= Questions on the material =
1. Answer these about the thread on predictions for the future:
(a) What does the thread say will replace wheelchairs for certain injuries and conditions?
(b) Which two affordable treatments are named in parentheses?
(c) According to eldavido, what do STEM people have going for them when making predictions?
2. Copy everything in the thread on predictions for the future from "Electric cars will" down to "injuries and conditions.".

= Exercise passage =
========================================

Electric cars will be the norm, it will cost significantly more to drive an
ICE car.

Air Travel will still be brutal.

Jobs will be more difficult to find and keep for the untrained and uneducated.
Most services will be self serve or accessed remotely with little to no human
help required.

Self Medical Diagnosis will be available to everyone who has a mobile phone
like device. You will have access to all your vitals and through your camera
be able to determine certain ailments reducing doctor visits.

Exoskeletons will replace wheel chairs for certain injuries and conditions.

Affordable Treatments (Stem Cell/Exosomes) will be available for curing,
rejuvenation and general well being.

The rate that processor power/AI/Quantum Computing/Machine Learning/etc is
progressing, will drive more change in the next 10 years than in the last 50.

------
eldavido
Not directly answering the question, but, one I've been thinking about: what
skills/traits allow a person to make such predictions with high accuracy?

One thing is that I think you need a pretty wide set of priors--breadth. Stuff
like history, anthropology, economics, the history of art. Lots of knowledge
about human behavior, politics, culture, stuff like how emotions guide
behavior, etc.

When I look at a typical STEM education, we deliberately don't prioritize this
stuff. We know lots of things about how electrons behave and which sorts of
functions grow the fastest and how cellular mitosis works. Not as much about
why empires fall, the role of greed in political revolutions, or the changing
role of women over the last 500 years. I think this puts HNers (I think STEM
people are probably overrepresented here) at a significant disadvantage at
making these kinds of broad predictions.

The thing we do have going for us is our ability to understand the course
technology is going to take: what's possible, what will and won't work, and
why.

========================================

= Recorded information =
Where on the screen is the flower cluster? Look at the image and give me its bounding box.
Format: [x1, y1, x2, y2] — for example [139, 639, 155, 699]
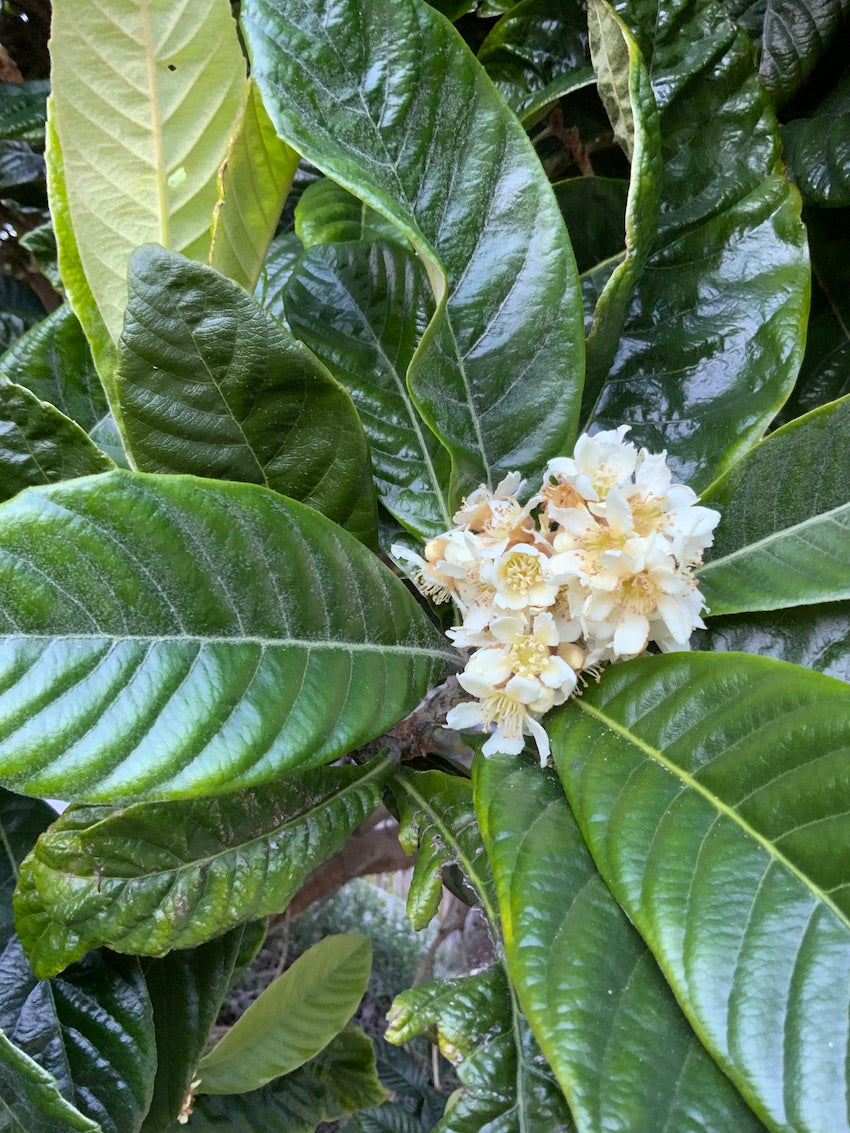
[392, 425, 720, 763]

========================================

= Task solutions =
1.
(a) Exoskeletons.
(b) Stem Cell and Exosomes.
(c) Their ability to understand the course technology is going to take: what's possible, what will and won't work, and why.

2.
Electric cars will be the norm, it will cost significantly more to drive an
ICE car.

Air Travel will still be brutal.

Jobs will be more difficult to find and keep for the untrained and uneducated.
Most services will be self serve or accessed remotely with little to no human
help required.

Self Medical Diagnosis will be available to everyone who has a mobile phone
like device. You will have access to all your vitals and through your camera
be able to determine certain ailments reducing doctor visits.

Exoskeletons will replace wheel chairs for certain injuries and conditions.